Exercise prompt:
Reproduce all of the records exactly.

Supplied records:
[start]

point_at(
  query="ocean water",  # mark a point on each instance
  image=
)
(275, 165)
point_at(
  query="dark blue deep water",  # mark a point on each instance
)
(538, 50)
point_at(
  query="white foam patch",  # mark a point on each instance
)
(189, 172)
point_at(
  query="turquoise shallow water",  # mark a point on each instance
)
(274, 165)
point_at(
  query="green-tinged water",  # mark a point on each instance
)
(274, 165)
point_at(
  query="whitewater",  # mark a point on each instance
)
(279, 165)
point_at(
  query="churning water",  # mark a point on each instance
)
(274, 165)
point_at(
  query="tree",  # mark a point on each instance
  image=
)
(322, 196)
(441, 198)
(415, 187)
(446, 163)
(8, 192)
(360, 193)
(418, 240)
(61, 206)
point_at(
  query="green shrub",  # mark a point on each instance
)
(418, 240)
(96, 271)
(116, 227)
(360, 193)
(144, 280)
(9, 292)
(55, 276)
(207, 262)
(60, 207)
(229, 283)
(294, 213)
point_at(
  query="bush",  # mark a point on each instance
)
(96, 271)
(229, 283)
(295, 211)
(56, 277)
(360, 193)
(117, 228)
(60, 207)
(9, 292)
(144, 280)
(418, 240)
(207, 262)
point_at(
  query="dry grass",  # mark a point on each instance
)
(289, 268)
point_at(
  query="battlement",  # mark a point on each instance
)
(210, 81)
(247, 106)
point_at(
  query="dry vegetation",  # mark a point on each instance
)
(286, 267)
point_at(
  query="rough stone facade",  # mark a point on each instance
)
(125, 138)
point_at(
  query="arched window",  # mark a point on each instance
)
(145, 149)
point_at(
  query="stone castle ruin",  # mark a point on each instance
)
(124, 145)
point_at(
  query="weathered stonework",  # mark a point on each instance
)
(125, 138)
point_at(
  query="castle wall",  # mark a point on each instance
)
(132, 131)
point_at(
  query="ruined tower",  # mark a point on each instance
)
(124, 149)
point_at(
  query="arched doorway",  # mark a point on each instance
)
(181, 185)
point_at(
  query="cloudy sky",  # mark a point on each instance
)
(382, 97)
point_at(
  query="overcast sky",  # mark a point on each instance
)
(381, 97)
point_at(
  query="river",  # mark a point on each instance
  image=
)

[end]

Complete output:
point_at(
  query="ocean water",  # mark a point on each instance
  image=
)
(275, 165)
point_at(
  query="dark blue deep water",  # mark a point on each instance
)
(538, 50)
point_at(
  query="white foam patch",  # mark a point on each instance
)
(189, 172)
point_at(
  query="turquoise shallow water",  # mark a point on each instance
)
(274, 165)
point_at(
  query="green-tinged water",  # mark a point on each instance
)
(274, 165)
point_at(
  query="whitewater",  # mark a point on each instance
)
(279, 165)
point_at(
  query="churning water",  # mark a point on each instance
)
(274, 165)
point_at(
  query="tree",  # mark a point on each instance
  image=
)
(322, 196)
(441, 198)
(415, 187)
(446, 163)
(8, 192)
(360, 193)
(418, 240)
(61, 206)
point_at(
  query="green shrub",  # mark a point on each instance
)
(418, 240)
(96, 271)
(116, 227)
(360, 193)
(144, 280)
(9, 292)
(55, 276)
(207, 262)
(60, 207)
(229, 283)
(294, 213)
point_at(
  query="bush",  # mark a point on each instance
)
(96, 271)
(229, 283)
(295, 211)
(56, 277)
(360, 193)
(117, 228)
(60, 207)
(9, 292)
(144, 280)
(418, 240)
(207, 262)
point_at(
  query="dry grass",  # mark a point on each instance
)
(289, 268)
point_at(
  query="battlement",  # mark a point on each instance
)
(210, 81)
(247, 106)
point_at(
  query="dry vegetation",  # mark a point on each instance
)
(286, 267)
point_at(
  query="rough stone facade",  # mark a point on each instance
)
(125, 138)
point_at(
  query="arched window",  # mark a point on each instance
)
(145, 149)
point_at(
  query="stone castle ruin",  # mark a point on each instance
)
(124, 145)
point_at(
  query="weathered stonework",  # mark a point on each instance
)
(125, 138)
point_at(
  query="castle wall",  # mark a point on each instance
)
(132, 131)
point_at(
  query="ruined tower",  # mark a point on each instance
)
(124, 149)
point_at(
  query="arched doorway",  # mark a point on each instance
)
(181, 185)
point_at(
  query="cloudy sky",  # mark a point on each instance
)
(382, 97)
point_at(
  query="overcast sky",  # mark a point on each instance
)
(381, 97)
point_at(
  query="river",  # mark a point on each instance
  image=
)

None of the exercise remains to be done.